— REQUIRED ACTION —
The whole listing, apart from its images, should be restated word for word.

*** Opening DATA FOR PROCESSING ***

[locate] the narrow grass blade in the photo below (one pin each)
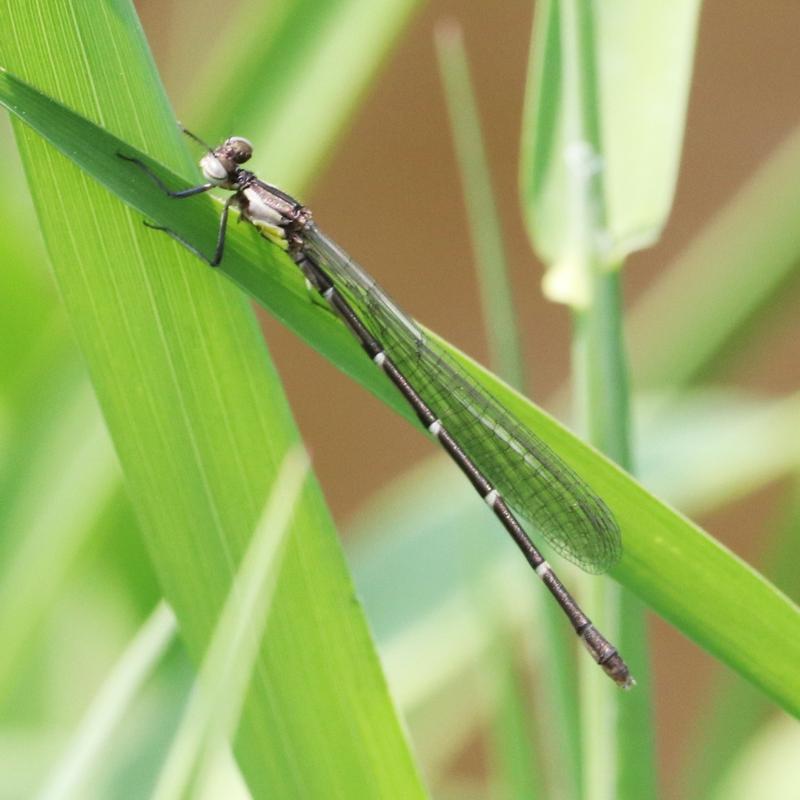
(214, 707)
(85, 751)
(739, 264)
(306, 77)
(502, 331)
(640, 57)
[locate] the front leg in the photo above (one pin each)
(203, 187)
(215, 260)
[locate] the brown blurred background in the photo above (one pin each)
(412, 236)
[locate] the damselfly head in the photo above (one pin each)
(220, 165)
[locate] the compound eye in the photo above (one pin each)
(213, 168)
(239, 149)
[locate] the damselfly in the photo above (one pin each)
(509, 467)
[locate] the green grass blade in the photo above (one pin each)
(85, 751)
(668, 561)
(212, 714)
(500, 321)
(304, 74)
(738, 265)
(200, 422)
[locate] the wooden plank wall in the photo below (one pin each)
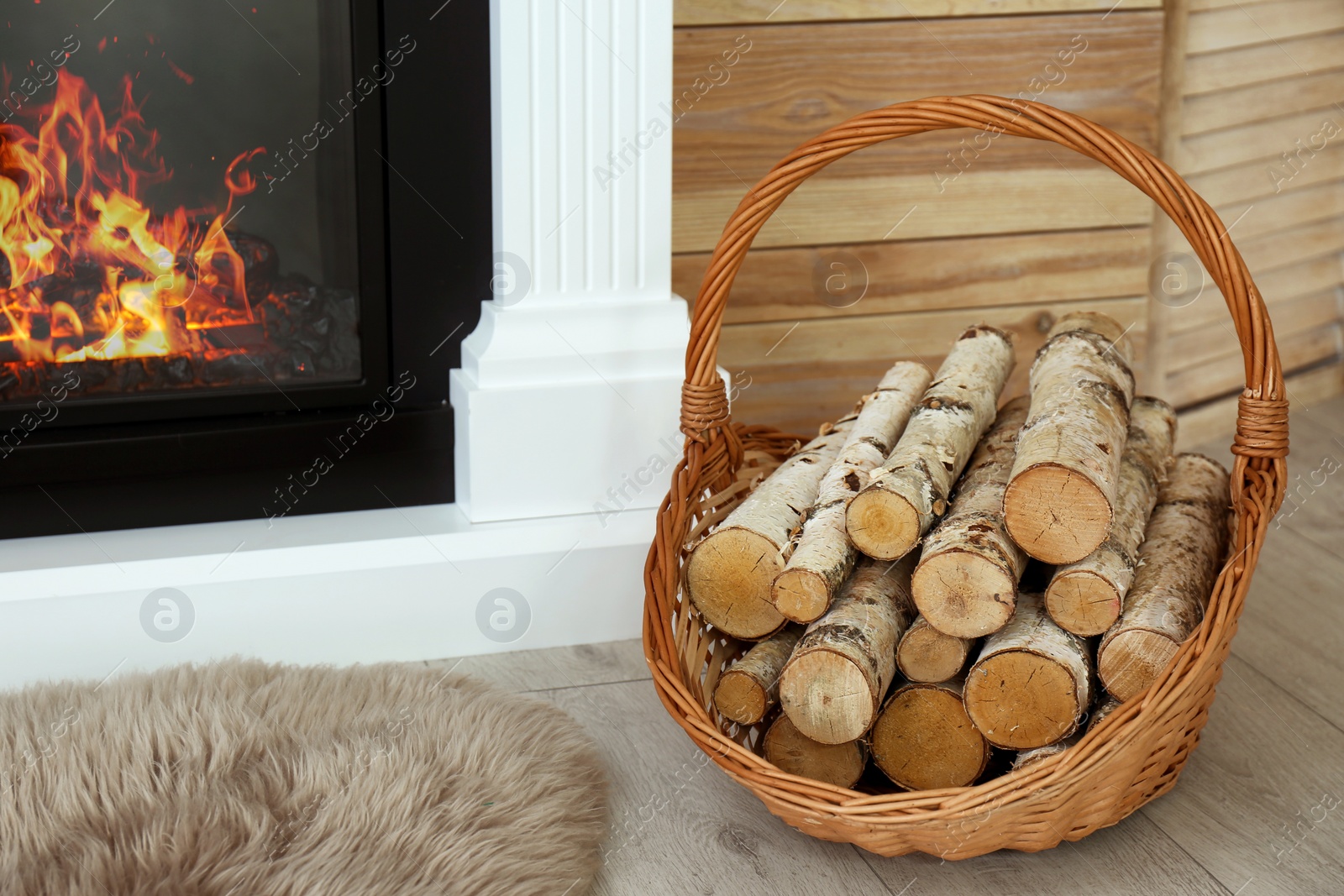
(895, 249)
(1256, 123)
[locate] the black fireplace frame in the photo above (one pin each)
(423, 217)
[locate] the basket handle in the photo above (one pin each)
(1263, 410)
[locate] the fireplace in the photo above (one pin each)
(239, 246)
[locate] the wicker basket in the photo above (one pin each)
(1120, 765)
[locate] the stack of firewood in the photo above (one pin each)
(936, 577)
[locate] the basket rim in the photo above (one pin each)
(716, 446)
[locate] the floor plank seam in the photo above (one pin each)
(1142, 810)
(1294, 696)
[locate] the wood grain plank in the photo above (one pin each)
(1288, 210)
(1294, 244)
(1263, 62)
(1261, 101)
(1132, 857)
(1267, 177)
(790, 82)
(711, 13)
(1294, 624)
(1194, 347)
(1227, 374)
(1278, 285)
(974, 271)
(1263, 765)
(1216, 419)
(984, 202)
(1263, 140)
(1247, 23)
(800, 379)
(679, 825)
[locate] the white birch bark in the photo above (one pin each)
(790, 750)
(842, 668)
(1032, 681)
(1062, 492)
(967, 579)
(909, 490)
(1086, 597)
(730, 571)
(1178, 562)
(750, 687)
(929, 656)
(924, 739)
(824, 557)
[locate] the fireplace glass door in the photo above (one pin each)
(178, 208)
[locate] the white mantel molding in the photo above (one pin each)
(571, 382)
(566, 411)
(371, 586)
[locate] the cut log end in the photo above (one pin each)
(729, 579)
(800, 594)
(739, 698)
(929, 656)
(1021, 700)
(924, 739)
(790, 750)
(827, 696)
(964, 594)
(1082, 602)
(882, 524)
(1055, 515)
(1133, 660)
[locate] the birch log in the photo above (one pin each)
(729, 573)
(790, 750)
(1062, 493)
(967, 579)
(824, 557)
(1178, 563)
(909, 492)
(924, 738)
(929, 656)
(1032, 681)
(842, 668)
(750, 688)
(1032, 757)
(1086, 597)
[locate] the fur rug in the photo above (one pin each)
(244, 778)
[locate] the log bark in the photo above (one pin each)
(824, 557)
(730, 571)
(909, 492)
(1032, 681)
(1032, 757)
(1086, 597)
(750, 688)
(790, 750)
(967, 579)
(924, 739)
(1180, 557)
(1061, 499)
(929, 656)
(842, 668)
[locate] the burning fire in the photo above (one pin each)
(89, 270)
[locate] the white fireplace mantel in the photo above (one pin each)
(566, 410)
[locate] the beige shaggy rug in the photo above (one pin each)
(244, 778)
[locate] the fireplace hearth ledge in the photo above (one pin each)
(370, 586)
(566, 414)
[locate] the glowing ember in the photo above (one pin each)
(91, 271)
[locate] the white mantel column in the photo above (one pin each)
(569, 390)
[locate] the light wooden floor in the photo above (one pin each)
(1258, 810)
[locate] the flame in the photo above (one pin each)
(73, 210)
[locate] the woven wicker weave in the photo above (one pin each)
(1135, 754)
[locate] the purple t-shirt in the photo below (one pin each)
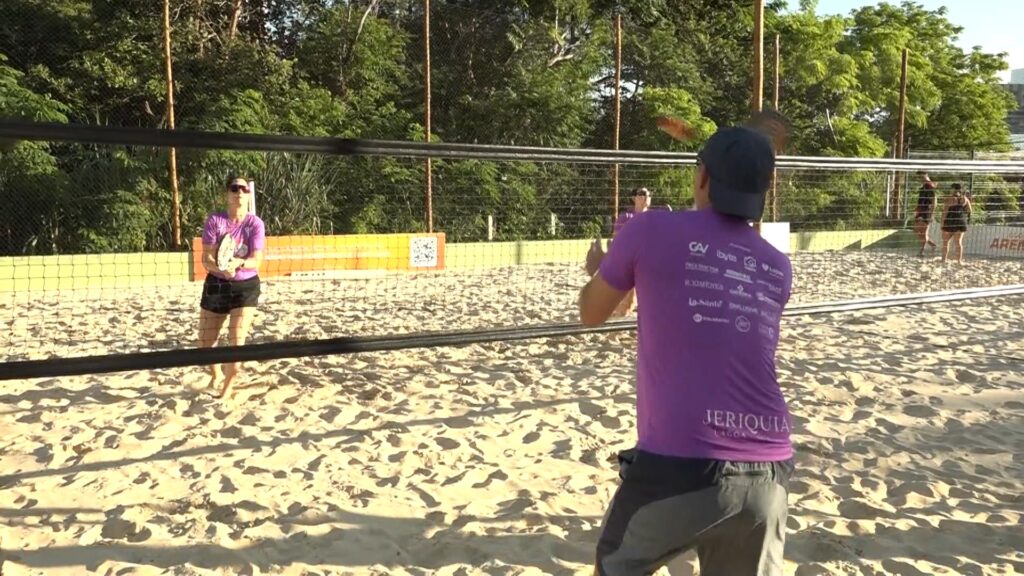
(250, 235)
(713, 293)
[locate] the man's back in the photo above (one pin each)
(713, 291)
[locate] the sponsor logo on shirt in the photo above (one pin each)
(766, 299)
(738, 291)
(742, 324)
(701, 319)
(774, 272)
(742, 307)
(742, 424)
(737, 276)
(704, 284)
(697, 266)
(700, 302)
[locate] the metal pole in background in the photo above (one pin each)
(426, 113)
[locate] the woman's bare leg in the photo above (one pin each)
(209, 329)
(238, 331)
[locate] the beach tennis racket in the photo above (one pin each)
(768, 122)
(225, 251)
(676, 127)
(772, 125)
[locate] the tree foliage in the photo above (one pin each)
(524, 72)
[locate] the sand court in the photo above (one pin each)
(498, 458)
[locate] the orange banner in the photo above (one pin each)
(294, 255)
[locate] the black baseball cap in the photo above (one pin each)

*** Closing DATA FOR PROCESSING ***

— ANSWER SPACE —
[locate] the narrow grass blade in the photo below (one pin each)
(214, 707)
(85, 751)
(739, 264)
(306, 77)
(502, 331)
(640, 57)
[locate] the front leg in the photo above (one pin each)
(203, 187)
(215, 260)
[locate] the brown blurred background in the photo above (one pin each)
(412, 236)
[locate] the damselfly head in the photo above (one pin each)
(220, 165)
[locate] the compound eye in the photo above (one pin each)
(213, 168)
(239, 149)
[locate] the damselfly in the photo above (one pin each)
(509, 467)
[locate] the green grass blade in the photo above (one pin each)
(85, 751)
(668, 561)
(212, 714)
(500, 321)
(304, 74)
(738, 265)
(200, 422)
[locate] the wooden plank wall in the photo below (one pin each)
(895, 249)
(1256, 123)
[locate] the black fireplace frame in the photo above (one pin each)
(423, 217)
[locate] the basket handle in the photo above (one pin each)
(1263, 410)
[locate] the fireplace in the photo above (one pin each)
(239, 246)
[locate] the wicker basket in the photo above (one pin each)
(1120, 765)
[locate] the stack of firewood in the photo above (one pin each)
(936, 577)
[locate] the basket rim in the photo above (one pin each)
(716, 446)
[locate] the floor plank seam in the photo above (one pin each)
(1142, 810)
(1294, 696)
[locate] the wood grain plank in the photo above (one pin each)
(1288, 210)
(1294, 244)
(1263, 62)
(1261, 101)
(1132, 857)
(1267, 177)
(790, 82)
(711, 13)
(1294, 624)
(1194, 347)
(1227, 374)
(1278, 285)
(974, 271)
(1263, 765)
(1216, 419)
(984, 202)
(1263, 140)
(1247, 23)
(800, 379)
(679, 825)
[locate] the white birch bark in the photo above (one pin each)
(790, 750)
(842, 668)
(1032, 681)
(1062, 492)
(967, 579)
(909, 490)
(1086, 597)
(730, 571)
(1178, 562)
(750, 687)
(929, 656)
(924, 739)
(824, 557)
[locate] the fireplace glass door in the photo above (one pin each)
(178, 208)
[locate] the white mantel molding in the photo above (one pin each)
(571, 382)
(566, 411)
(371, 586)
[locate] the cut log end in the photo above (one pin each)
(729, 579)
(800, 594)
(739, 698)
(929, 656)
(1021, 700)
(924, 739)
(790, 750)
(827, 696)
(964, 594)
(1082, 602)
(882, 524)
(1055, 515)
(1133, 660)
[locate] the birch log in the photo above (one pin each)
(729, 573)
(790, 750)
(1062, 493)
(967, 579)
(824, 557)
(1178, 563)
(909, 492)
(924, 738)
(929, 656)
(1032, 681)
(842, 668)
(750, 688)
(1032, 757)
(1086, 597)
[locate] the fur rug in the photo above (one pin each)
(244, 778)
[locate] the log bark in the photo above (one pin each)
(824, 557)
(730, 571)
(909, 492)
(1032, 681)
(1032, 757)
(1086, 597)
(750, 688)
(790, 750)
(967, 579)
(924, 739)
(1180, 557)
(1061, 499)
(929, 656)
(842, 668)
[locate] the burning fire in the photo above (one pin each)
(89, 270)
[locate] the white fireplace mantel in the photo above (one pin each)
(566, 410)
[locate] the beige shaggy rug in the photo above (one pin each)
(244, 778)
[locate] the fireplace hearth ledge in the photo above (one pin each)
(370, 586)
(566, 414)
[locate] the glowing ember in the photo above (one pin each)
(91, 271)
[locate] the white mantel column in the photo above (one pin each)
(569, 390)
[locate] the light wooden floor in the photo above (one pin each)
(1258, 810)
[locate] the flame in the photo above (one pin each)
(73, 210)
[locate] the woven wicker weave in the photo above (one pin each)
(1135, 754)
[locate] the purple t-shirt in the photo below (one pin each)
(250, 235)
(713, 293)
[locate] the man's back in the photo above (one pin each)
(713, 291)
[locate] the sponsor logo on shirt in the photo above (one pin each)
(766, 299)
(738, 291)
(742, 324)
(701, 319)
(774, 272)
(742, 307)
(742, 424)
(737, 276)
(704, 284)
(697, 266)
(700, 302)
[locate] the metal pole in background in the photo above (one pin each)
(426, 113)
[locate] the woman's bare leg in the photo above (one pin each)
(209, 329)
(238, 331)
[locate] the beach tennis racket in the photo above (one pin each)
(768, 122)
(225, 251)
(676, 127)
(772, 125)
[locate] the tree foliage in the photo above (one pin each)
(524, 72)
[locate] the sand court in the photo above (one pin each)
(498, 458)
[locate] the orange banner in the photo above (one pin each)
(294, 255)
[locate] the black baseball cap in the photo above (one pin each)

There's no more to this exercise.